=== Written problem 1 ===
In the listing, copy word for word the part that opens with the line containing "the raw sugar" and closes with the line containing "pixel 68 109", including both of those lines.

=== Excerpt to read ===
+++++
1. The Plan Pipeline Contract
The plan pipeline must produce a reviewable, auditable answer to this question:
If this change were applied to the target system, what would likely happen, and is that acceptable under our policy?
The word "likely" matters.
A speculative plan is not a guarantee.
OpenTofu and Terraform both describe plan as creating an execution plan that previews proposed changes, and both distinguish speculative plans from saved plans intended for later apply. A speculative plan is useful for review, but the target system may change between review and apply.
Therefore, a production plan pipeline must be honest:
- PR plans are evidence for review.
- Apply-time plans are evidence for execution.
- A stale PR plan must not be treated as eternal truth.
The plan pipeline should produce artifacts that are useful but not overclaim what they prove.
2. Plan Pipeline Invariants
A serious plan pipeline follows these invariants.
Invariant 1: Every plan has a target
A plan without a clear state boundary is noise.
The pipeline must identify:
- environment;
- account/subscription/project;
- region;
- root module/unit;
- backend address;
- state key/workspace;
- runner identity;
- policy profile.
Invariant 2: Every plan is tied to a source revision
The plan must be linked to:
- repository;
- commit SHA;
- pull request number;
- module version or source reference;
- lock files;
- rendered/generated config checksum.
Invariant 3: Every plan has an execution identity
Reviewers must know whether the plan was generated with:
- read-only credentials;
- plan-only role;
- production apply-capable role;
- service-team role;
- platform role;
- security role.
A plan generated with insufficient permissions may be incomplete.
A plan generated with overly broad permissions is a security risk.
Invariant 4: Every plan is machine-readable
Human text is not enough.
The pipeline should produce machine-readable plan output so policies, summaries, and risk classification can operate reliably.
For Terraform/OpenTofu, that commonly means saving a plan and converting it to JSON using show -json, with careful handling of sensitive values.
Invariant 5: Every plan is policy-evaluated
A plan without policy is only information.
Policy turns it into a decision.
Invariant 6: Every plan result is durable evidence
A PR comment is not enough.
Evidence should be stored as artifacts with identity, timestamp, checksum, and retention.
3. Why plan Is Not Just plan
There are multiple plan types.
+++++
=== Written problem 2 ===
Continue the text on plan pipelines from the point where it stops.

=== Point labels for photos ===
+++++
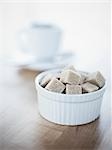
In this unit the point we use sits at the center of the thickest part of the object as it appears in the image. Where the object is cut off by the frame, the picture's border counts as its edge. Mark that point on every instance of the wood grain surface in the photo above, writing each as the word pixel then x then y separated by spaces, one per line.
pixel 22 128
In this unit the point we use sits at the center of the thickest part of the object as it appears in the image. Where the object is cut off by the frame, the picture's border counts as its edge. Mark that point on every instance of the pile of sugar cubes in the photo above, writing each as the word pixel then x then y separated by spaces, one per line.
pixel 72 81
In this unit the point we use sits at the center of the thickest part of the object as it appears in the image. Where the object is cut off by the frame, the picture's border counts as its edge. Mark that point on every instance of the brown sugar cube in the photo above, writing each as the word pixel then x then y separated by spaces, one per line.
pixel 96 78
pixel 71 77
pixel 84 76
pixel 88 87
pixel 70 67
pixel 55 86
pixel 73 89
pixel 46 79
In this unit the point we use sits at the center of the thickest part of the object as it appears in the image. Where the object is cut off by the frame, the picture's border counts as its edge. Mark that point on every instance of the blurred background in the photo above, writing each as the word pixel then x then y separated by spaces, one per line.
pixel 85 42
pixel 85 26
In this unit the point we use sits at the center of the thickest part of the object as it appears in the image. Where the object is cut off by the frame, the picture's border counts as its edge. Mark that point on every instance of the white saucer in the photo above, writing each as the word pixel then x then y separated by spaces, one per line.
pixel 32 63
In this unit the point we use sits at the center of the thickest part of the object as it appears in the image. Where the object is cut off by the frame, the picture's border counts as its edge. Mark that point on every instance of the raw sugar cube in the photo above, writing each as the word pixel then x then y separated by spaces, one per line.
pixel 88 87
pixel 73 89
pixel 70 67
pixel 96 78
pixel 46 79
pixel 55 86
pixel 71 77
pixel 84 76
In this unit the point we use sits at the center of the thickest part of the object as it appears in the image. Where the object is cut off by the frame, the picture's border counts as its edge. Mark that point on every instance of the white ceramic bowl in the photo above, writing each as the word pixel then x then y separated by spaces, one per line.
pixel 68 109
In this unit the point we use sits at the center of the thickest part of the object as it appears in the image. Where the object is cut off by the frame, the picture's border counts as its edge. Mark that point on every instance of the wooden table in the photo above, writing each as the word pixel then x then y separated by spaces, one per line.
pixel 22 128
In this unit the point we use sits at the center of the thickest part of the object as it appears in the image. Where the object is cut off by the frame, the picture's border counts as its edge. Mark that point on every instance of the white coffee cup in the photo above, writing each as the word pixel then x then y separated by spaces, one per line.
pixel 40 40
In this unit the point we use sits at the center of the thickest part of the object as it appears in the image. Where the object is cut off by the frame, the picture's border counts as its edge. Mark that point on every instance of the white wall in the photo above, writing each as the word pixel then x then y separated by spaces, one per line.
pixel 86 28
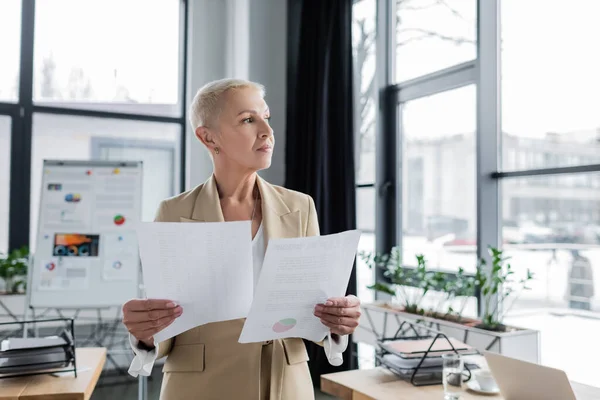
+++++
=== Exercise result 1 ===
In this unit the point we use sits at the center of the thickest part of the object as it appears in the image. Where the object is cut off by the frame, the picture's border counts as its edge. Mark that point on every instance of the raw sugar cube in the photo above, writing each as the word pixel then x then y separated by spaces, one per line.
pixel 88 87
pixel 73 89
pixel 70 67
pixel 96 78
pixel 46 79
pixel 55 86
pixel 71 77
pixel 84 76
In this unit the point we use sits at the center of the thickest part of the object as it appears in the image. Where the object is cut off by the frame, the picture's border counts as its edge. Mark that point on every instance of the white ceramic bowl in the photo above, writing each as the word pixel then x then y separated by spaces, one per line.
pixel 68 109

=== Exercise result 2 ===
| Plan Type | Purpose | Apply-Bound? | Risk |
|---|---|---|---|
| Local developer plan | Fast feedback before PR | No | May use wrong credentials/context. |
| CI speculative plan | PR review evidence | No | Can go stale before merge. |
| Apply-time plan | Final pre-apply check | Usually yes or immediately followed by apply | Must be policy checked. |
| Saved plan artifact | Apply exactly planned actions | Yes | Must be tightly bound and protected. |
| Drift plan | Detect remote changes | No, unless remediation flow | Can confuse intentional vs accidental drift. |
| Refresh-only plan | Update/inspect state vs remote | Not normal change | Can hide or reveal drift depending on workflow. |
| Destroy plan | Deletion preview | Maybe | Requires special governance. |
| Replace-target plan | Force replacement | Maybe | High risk; easy to misuse. |
A state-of-the-art pipeline treats these as different events.
Do not let all of them use the same CI job with different flags and no policy distinction.
4. High-Level Architecture
The key is not the CI tool.
GitHub Actions, GitLab CI, Buildkite, Jenkins, CircleCI, Azure DevOps, or a managed IaC runner can all implement this.
The key is the contract.
5. Phase 1 — Trigger Discipline
A plan pipeline should run when the desired state may have changed.
Common triggers:
- pull request opened;
- pull request synchronized;
- pull request reopened;
- label added for special plan scope;
- manual dispatch by authorized user;
- scheduled drift scan;
- policy repository update;
- module version update;
- upstream dependency output change.
But not all triggers should have equal privilege.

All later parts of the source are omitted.